* START Listed entries *

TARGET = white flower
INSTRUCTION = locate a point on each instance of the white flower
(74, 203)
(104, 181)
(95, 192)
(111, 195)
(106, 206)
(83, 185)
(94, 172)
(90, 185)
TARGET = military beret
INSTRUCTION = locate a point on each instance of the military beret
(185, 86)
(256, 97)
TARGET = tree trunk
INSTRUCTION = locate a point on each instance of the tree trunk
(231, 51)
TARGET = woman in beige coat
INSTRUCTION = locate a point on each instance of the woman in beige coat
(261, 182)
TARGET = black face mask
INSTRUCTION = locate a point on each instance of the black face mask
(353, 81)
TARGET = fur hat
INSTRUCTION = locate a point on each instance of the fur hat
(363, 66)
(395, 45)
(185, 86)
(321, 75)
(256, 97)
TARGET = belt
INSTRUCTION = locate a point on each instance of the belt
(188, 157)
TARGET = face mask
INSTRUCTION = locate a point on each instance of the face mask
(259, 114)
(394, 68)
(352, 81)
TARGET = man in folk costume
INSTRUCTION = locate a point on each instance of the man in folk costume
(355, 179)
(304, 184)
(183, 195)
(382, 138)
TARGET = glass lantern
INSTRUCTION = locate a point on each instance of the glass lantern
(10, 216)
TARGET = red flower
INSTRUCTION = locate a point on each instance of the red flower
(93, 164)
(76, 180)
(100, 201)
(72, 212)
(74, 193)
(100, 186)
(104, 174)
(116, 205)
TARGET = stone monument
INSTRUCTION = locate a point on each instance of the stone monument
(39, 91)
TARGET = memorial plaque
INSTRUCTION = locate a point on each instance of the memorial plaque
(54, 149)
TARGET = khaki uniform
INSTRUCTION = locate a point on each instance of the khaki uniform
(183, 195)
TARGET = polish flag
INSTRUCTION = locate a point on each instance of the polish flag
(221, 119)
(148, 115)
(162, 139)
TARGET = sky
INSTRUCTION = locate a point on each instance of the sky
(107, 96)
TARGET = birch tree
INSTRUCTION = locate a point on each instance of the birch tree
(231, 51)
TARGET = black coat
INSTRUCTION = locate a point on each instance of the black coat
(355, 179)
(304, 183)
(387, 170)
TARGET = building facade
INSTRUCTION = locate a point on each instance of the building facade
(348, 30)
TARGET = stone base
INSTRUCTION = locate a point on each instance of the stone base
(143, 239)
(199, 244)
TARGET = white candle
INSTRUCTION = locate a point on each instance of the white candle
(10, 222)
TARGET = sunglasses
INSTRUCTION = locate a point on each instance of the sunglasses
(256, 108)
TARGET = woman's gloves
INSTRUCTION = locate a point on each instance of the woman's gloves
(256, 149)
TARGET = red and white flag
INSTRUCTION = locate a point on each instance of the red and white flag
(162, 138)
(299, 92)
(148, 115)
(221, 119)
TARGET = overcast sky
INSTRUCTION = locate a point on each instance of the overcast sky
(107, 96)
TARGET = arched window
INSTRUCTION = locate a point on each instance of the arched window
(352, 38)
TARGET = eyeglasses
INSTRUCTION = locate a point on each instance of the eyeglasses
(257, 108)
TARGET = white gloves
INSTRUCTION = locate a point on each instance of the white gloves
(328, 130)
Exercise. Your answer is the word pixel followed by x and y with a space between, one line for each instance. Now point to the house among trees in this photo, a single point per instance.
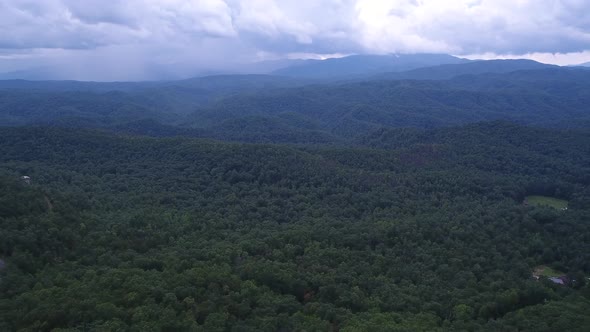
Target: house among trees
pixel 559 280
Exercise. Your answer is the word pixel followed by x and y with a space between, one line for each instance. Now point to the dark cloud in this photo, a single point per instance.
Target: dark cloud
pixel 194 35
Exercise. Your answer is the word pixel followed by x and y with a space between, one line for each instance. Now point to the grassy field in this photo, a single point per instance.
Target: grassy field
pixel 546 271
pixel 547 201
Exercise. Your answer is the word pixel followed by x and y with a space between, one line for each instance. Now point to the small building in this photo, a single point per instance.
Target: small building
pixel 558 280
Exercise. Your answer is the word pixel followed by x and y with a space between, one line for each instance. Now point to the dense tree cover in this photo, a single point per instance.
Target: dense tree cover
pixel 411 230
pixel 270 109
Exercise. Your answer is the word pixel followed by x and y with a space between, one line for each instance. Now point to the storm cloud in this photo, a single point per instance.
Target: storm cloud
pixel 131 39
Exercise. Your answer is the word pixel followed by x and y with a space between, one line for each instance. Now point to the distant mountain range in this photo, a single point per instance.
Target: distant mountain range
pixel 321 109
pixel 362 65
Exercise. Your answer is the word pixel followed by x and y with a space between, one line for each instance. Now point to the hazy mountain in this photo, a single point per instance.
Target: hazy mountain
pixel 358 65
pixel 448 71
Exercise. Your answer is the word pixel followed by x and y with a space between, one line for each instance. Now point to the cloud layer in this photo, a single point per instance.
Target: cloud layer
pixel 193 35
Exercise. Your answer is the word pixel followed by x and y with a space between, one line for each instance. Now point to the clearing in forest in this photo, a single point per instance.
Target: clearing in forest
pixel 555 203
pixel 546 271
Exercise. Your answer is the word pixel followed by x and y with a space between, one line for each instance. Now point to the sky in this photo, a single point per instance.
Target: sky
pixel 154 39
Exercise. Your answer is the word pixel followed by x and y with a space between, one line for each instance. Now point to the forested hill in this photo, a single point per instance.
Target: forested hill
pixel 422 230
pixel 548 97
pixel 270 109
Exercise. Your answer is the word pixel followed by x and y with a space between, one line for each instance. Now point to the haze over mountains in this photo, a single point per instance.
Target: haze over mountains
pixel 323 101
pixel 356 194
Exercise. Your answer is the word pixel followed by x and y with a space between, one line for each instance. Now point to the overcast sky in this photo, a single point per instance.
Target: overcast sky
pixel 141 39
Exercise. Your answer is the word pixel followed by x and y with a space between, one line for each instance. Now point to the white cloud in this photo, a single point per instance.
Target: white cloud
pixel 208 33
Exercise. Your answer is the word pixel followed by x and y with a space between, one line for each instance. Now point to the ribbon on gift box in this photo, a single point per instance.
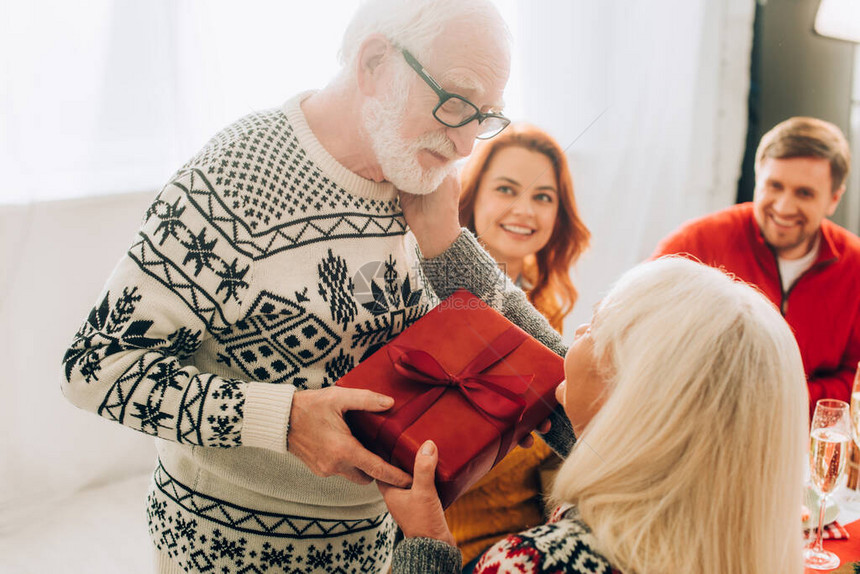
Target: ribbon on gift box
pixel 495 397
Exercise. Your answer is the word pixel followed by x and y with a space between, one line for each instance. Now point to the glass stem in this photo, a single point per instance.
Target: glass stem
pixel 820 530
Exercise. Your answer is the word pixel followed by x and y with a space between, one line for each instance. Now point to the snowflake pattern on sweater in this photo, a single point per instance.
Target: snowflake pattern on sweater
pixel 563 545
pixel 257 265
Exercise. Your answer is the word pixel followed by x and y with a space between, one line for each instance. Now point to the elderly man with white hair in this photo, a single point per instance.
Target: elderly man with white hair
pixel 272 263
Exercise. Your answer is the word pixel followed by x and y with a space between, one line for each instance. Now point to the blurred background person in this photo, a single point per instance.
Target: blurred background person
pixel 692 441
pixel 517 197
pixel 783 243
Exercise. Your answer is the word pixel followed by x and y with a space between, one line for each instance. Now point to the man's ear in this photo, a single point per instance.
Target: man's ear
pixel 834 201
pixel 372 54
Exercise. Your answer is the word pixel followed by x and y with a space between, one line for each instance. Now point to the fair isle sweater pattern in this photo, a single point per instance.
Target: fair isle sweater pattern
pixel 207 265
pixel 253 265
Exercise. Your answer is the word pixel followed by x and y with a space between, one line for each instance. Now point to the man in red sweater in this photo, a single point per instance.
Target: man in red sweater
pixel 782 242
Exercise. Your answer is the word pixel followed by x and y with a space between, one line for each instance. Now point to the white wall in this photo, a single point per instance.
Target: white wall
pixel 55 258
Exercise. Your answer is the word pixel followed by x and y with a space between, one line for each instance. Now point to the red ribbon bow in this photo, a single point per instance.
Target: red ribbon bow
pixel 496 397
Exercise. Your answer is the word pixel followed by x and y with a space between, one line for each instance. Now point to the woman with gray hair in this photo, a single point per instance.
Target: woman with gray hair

* END Listed entries *

▶ [Task instructions] Rewrite every line of the material above as a JSON list of strings, with one string per line and blank lines omitted. Leave the pictures out of the answer.

▶ [Problem solution]
[
  "TARGET = white flower",
  "INSTRUCTION = locate a point on each instance of the white flower",
  "(74, 203)",
  "(104, 181)",
  "(95, 192)",
  "(111, 195)",
  "(106, 206)",
  "(83, 185)",
  "(94, 172)",
  "(90, 185)",
  "TARGET = military beret",
  "INSTRUCTION = locate a point on each instance of the military beret",
  "(185, 86)",
  "(256, 97)",
  "TARGET = tree trunk",
  "INSTRUCTION = locate a point on each instance of the tree trunk",
  "(231, 51)",
  "TARGET = woman in beige coat",
  "INSTRUCTION = locate a point on each instance of the woman in beige coat",
  "(261, 182)",
  "TARGET = black face mask",
  "INSTRUCTION = locate a point on each instance of the black face mask",
  "(353, 81)",
  "TARGET = fur hat",
  "INSTRUCTION = locate a point on each instance of the fur hat",
  "(363, 66)",
  "(395, 45)",
  "(185, 86)",
  "(321, 75)",
  "(256, 97)",
  "TARGET = belt",
  "INSTRUCTION = locate a point on each instance of the belt",
  "(188, 157)",
  "TARGET = face mask",
  "INSTRUCTION = locate a point on each instance of the face mask",
  "(259, 114)",
  "(394, 68)",
  "(352, 81)",
  "TARGET = man in folk costume",
  "INSTRUCTION = locate a point on each instance of the man in folk costume",
  "(355, 179)",
  "(304, 184)",
  "(183, 195)",
  "(382, 138)",
  "TARGET = glass lantern",
  "INSTRUCTION = locate a point on each instance of the glass lantern",
  "(10, 216)",
  "TARGET = red flower",
  "INSTRUCTION = locate a point on each instance of the red flower",
  "(93, 164)",
  "(76, 180)",
  "(100, 201)",
  "(72, 212)",
  "(74, 193)",
  "(100, 186)",
  "(104, 174)",
  "(116, 205)",
  "TARGET = stone monument",
  "INSTRUCTION = locate a point on each instance of the stone monument",
  "(39, 91)",
  "TARGET = memorial plaque",
  "INSTRUCTION = locate a point on each instance of the memorial plaque",
  "(54, 149)",
  "TARGET = khaki uniform",
  "INSTRUCTION = locate a point on each instance of the khaki uniform",
  "(183, 195)",
  "TARGET = polish flag",
  "INSTRUCTION = locate a point on each instance of the polish flag",
  "(221, 119)",
  "(148, 115)",
  "(162, 139)",
  "TARGET = sky",
  "INSTRUCTION = locate a point on each instance of the sky",
  "(107, 96)",
  "TARGET = birch tree",
  "INSTRUCTION = locate a point on each instance of the birch tree",
  "(231, 51)",
  "TARGET = black coat",
  "INSTRUCTION = locate a point on each instance of the black coat",
  "(355, 179)",
  "(304, 183)",
  "(387, 170)",
  "TARGET = building facade",
  "INSTRUCTION = locate a point on each instance of the building facade",
  "(348, 30)",
  "TARGET = stone base",
  "INSTRUCTION = locate a point on each instance of the stone base",
  "(143, 239)",
  "(199, 244)",
  "TARGET = white candle",
  "INSTRUCTION = locate a point on each instance of the white candle",
  "(10, 222)",
  "TARGET = sunglasses",
  "INSTRUCTION = locate a point on each instance of the sunglasses",
  "(256, 108)",
  "TARGET = woman's gloves",
  "INSTRUCTION = locate a point on each instance of the woman's gloves",
  "(256, 149)",
  "TARGET = red and white flag",
  "INSTRUCTION = locate a point on each instance of the red and white flag",
  "(162, 138)",
  "(299, 92)",
  "(148, 115)",
  "(221, 119)",
  "TARGET = overcast sky",
  "INSTRUCTION = locate a point on each instance of the overcast sky",
  "(107, 96)",
  "TARGET = arched window",
  "INSTRUCTION = locate a point on each instance of the arched window",
  "(352, 38)",
  "TARGET = eyeglasses",
  "INSTRUCTION = locate a point on each instance of the eyeglasses",
  "(257, 108)",
  "TARGET = white gloves",
  "INSTRUCTION = locate a point on each instance of the white gloves",
  "(328, 130)",
  "Exercise. Your answer is the word pixel followed by x and y with a space between, one line for each instance. Now point to the house among trees in this photo, a single point per instance.",
  "Target: house among trees",
  "pixel 559 280",
  "Exercise. Your answer is the word pixel followed by x and y with a space between, one line for each instance. Now point to the dark cloud in this photo, a single point per instance.",
  "Target: dark cloud",
  "pixel 194 35",
  "Exercise. Your answer is the word pixel followed by x and y with a space between, one line for each instance. Now point to the grassy field in this photo, a single point per instance.",
  "Target: grassy field",
  "pixel 546 271",
  "pixel 547 201",
  "Exercise. Your answer is the word pixel followed by x and y with a space between, one line for each instance. Now point to the small building in this photo, a single point per instance.",
  "Target: small building",
  "pixel 558 280",
  "Exercise. Your answer is the word pixel followed by x and y with a space between, one line for each instance. Now point to the dense tree cover in this photo, a single point per instance.",
  "Target: dense tree cover",
  "pixel 411 230",
  "pixel 270 109",
  "Exercise. Your answer is the word pixel followed by x and y with a space between, one line for each instance. Now point to the storm cloud in this photo, a single point per instance.",
  "Target: storm cloud",
  "pixel 131 39",
  "Exercise. Your answer is the word pixel followed by x and y with a space between, one line for each instance. Now point to the distant mountain range in this photo, a single point per instance.",
  "Target: distant mountain range",
  "pixel 321 109",
  "pixel 362 65",
  "Exercise. Your answer is the word pixel followed by x and y with a space between, one line for each instance. Now point to the hazy mountain in this photo, a single point per instance.",
  "Target: hazy mountain",
  "pixel 358 65",
  "pixel 448 71",
  "Exercise. Your answer is the word pixel followed by x and y with a space between, one line for each instance. Now point to the cloud layer in this photo, a single point per instance.",
  "Target: cloud layer",
  "pixel 193 35",
  "Exercise. Your answer is the word pixel followed by x and y with a space between, one line for each instance. Now point to the clearing in forest in this photo, a single point per instance.",
  "Target: clearing in forest",
  "pixel 555 203",
  "pixel 546 271",
  "Exercise. Your answer is the word pixel followed by x and y with a space between, one line for each instance. Now point to the sky in this photo, a single point per instance.",
  "Target: sky",
  "pixel 154 39",
  "Exercise. Your answer is the word pixel followed by x and y with a space between, one line for each instance. Now point to the forested hill in this photo, a single point per instance.",
  "Target: forested hill",
  "pixel 422 230",
  "pixel 548 97",
  "pixel 270 109",
  "Exercise. Your answer is the word pixel followed by x and y with a space between, one line for each instance. Now point to the haze over mountains in this photo, a single point per instance.",
  "Target: haze over mountains",
  "pixel 323 101",
  "pixel 356 194",
  "Exercise. Your answer is the word pixel followed by x and y with a space between, one line for each instance. Now point to the overcast sky in this photo, a single point per instance.",
  "Target: overcast sky",
  "pixel 141 39",
  "Exercise. Your answer is the word pixel followed by x and y with a space between, one line for each instance. Now point to the white cloud in this photo, a single point per instance.",
  "Target: white cloud",
  "pixel 208 33",
  "Exercise. Your answer is the word pixel followed by x and y with a space between, one line for each instance. Now point to the ribbon on gift box in this photo, a single point per instance.",
  "Target: ribbon on gift box",
  "pixel 495 397",
  "Exercise. Your answer is the word pixel followed by x and y with a space between, one line for each instance. Now point to the glass stem in this photo, a single point per instance.",
  "Target: glass stem",
  "pixel 820 530",
  "Exercise. Your answer is the word pixel followed by x and y with a space between, one line for each instance. Now point to the snowflake pattern on sweater in this photo, a single point per instance.",
  "Target: snowflake pattern on sweater",
  "pixel 563 545",
  "pixel 257 265",
  "Exercise. Your answer is the word pixel followed by x and y with a space between, one line for each instance. Now point to the elderly man with white hair in this photo, a single point per instance.",
  "Target: elderly man with white hair",
  "pixel 272 263",
  "Exercise. Your answer is the word pixel followed by x and y with a space between, one line for each instance. Now point to the blurred background person in this photo, a single point per instance.",
  "Target: blurred background person",
  "pixel 692 441",
  "pixel 517 197",
  "pixel 783 243",
  "Exercise. Your answer is the word pixel followed by x and y with a space between, one line for each instance. Now point to the man's ear in this photo, a single point per instance.",
  "Target: man's ear",
  "pixel 834 201",
  "pixel 372 54",
  "Exercise. Your answer is the word pixel followed by x and y with a space between, one line for each instance. Now point to the fair isle sweater pattern in this photo, a single point per instance.",
  "Target: fair isle sweater pattern",
  "pixel 207 265",
  "pixel 253 265",
  "Exercise. Your answer is the word pixel followed by x and y with a space between, one line for each instance. Now point to the man in red sweater in this photo, a single point per instance.",
  "Target: man in red sweater",
  "pixel 782 242",
  "Exercise. Your answer is the word pixel followed by x and y with a space between, one line for each instance. Now point to the white wall in this photo, a single point per instance.",
  "Target: white wall",
  "pixel 55 258",
  "Exercise. Your answer is the word pixel followed by x and y with a space between, one line for each instance. Now point to the red ribbon bow in this photo, a single point per instance.",
  "Target: red ribbon bow",
  "pixel 496 397",
  "Exercise. Your answer is the word pixel followed by x and y with a space between, one line for each instance. Now point to the woman with gray hair in this photo, a single point per instance.",
  "Target: woman with gray hair"
]